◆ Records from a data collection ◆
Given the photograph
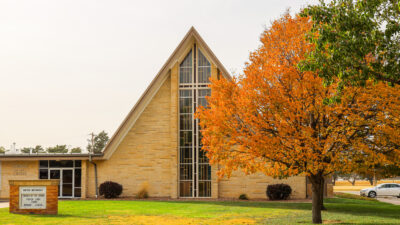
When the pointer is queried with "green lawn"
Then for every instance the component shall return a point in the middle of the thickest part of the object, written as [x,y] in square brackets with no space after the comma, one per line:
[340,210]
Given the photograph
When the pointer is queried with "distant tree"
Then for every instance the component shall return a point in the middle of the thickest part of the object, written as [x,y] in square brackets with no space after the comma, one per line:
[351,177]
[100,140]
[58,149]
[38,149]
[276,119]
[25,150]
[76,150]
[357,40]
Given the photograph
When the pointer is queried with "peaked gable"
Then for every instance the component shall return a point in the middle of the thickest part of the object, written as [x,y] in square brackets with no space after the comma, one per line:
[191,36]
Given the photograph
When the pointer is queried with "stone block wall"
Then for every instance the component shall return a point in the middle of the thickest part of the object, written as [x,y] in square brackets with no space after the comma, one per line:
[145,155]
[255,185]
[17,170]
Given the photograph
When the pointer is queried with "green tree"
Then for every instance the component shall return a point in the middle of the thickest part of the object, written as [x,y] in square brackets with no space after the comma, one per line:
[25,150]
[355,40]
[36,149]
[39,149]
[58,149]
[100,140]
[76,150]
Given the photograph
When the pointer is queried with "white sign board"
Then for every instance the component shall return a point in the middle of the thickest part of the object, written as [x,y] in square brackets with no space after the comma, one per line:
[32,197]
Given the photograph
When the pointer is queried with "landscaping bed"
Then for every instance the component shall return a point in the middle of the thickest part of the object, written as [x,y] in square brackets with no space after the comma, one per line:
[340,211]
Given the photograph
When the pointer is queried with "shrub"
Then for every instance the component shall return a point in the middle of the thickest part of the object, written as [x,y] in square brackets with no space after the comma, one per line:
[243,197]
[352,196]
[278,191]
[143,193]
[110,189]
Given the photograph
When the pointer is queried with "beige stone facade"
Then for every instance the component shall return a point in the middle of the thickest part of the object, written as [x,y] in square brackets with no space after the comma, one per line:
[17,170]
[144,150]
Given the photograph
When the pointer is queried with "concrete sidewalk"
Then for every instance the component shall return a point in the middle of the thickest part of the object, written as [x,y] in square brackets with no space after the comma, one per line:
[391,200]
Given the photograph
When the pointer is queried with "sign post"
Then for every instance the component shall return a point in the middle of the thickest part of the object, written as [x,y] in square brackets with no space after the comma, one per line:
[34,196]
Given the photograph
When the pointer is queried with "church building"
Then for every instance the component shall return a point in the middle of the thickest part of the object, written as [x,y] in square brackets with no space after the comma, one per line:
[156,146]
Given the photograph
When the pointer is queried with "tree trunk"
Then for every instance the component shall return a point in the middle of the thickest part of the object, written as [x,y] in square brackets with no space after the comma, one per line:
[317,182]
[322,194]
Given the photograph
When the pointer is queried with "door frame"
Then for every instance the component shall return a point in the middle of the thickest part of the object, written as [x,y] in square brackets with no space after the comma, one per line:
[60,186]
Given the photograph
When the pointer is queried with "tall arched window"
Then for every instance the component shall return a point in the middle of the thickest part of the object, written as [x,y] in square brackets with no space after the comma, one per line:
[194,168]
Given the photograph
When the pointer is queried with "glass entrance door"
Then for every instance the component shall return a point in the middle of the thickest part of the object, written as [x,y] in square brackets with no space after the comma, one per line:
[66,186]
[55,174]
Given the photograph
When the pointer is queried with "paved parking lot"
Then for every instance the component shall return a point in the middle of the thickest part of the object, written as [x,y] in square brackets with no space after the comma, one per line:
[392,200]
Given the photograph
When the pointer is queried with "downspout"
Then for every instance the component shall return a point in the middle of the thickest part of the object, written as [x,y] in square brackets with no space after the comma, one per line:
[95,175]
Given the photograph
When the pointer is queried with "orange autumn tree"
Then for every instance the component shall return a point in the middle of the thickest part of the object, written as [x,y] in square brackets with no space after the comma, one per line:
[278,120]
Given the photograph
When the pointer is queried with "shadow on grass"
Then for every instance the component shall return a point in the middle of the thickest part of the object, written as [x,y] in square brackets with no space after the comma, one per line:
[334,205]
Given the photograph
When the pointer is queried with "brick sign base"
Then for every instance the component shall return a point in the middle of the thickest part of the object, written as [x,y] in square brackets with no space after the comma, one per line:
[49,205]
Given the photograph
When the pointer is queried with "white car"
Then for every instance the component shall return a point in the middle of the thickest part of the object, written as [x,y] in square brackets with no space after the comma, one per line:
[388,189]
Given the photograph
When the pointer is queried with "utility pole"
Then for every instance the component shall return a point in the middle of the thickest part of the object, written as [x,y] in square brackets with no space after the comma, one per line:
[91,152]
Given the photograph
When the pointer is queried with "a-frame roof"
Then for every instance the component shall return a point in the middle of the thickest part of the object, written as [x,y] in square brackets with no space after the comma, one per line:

◆ Work required ◆
Select every line of the records above that contains the word "green", and copy each one. Case counts.

◆ Exercise solution ◆
When the pointer is queried with "green lawn"
When the pointer is queried with "green tree"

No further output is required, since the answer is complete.